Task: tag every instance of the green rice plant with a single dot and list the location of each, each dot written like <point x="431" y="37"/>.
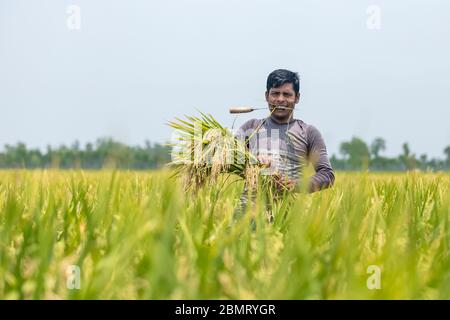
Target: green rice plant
<point x="137" y="235"/>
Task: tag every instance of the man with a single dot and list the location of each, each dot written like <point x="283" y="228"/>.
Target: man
<point x="286" y="144"/>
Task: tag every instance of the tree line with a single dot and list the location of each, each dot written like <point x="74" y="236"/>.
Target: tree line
<point x="355" y="155"/>
<point x="105" y="152"/>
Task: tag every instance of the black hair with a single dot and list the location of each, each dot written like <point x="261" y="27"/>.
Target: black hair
<point x="281" y="76"/>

::::::::::

STATED PROBLEM
Every entry must be reproduced exactly, with the images left out.

RESPONSE
Task: tag every instance of the green rice plant with a single dot and list the location of each, each dot written like <point x="431" y="37"/>.
Target: green rice plant
<point x="137" y="235"/>
Task: tag every instance of the man with a single dot and list the location of each, each dot written like <point x="283" y="228"/>.
Target: man
<point x="286" y="144"/>
Task: tag every instance of the tree line with a single dot and list the location of each, each dot written like <point x="74" y="236"/>.
Target: tree line
<point x="355" y="155"/>
<point x="105" y="152"/>
Task: tag every instance of the black hair with a single dot and list the location of each, each dot written like <point x="261" y="27"/>.
Target: black hair
<point x="281" y="76"/>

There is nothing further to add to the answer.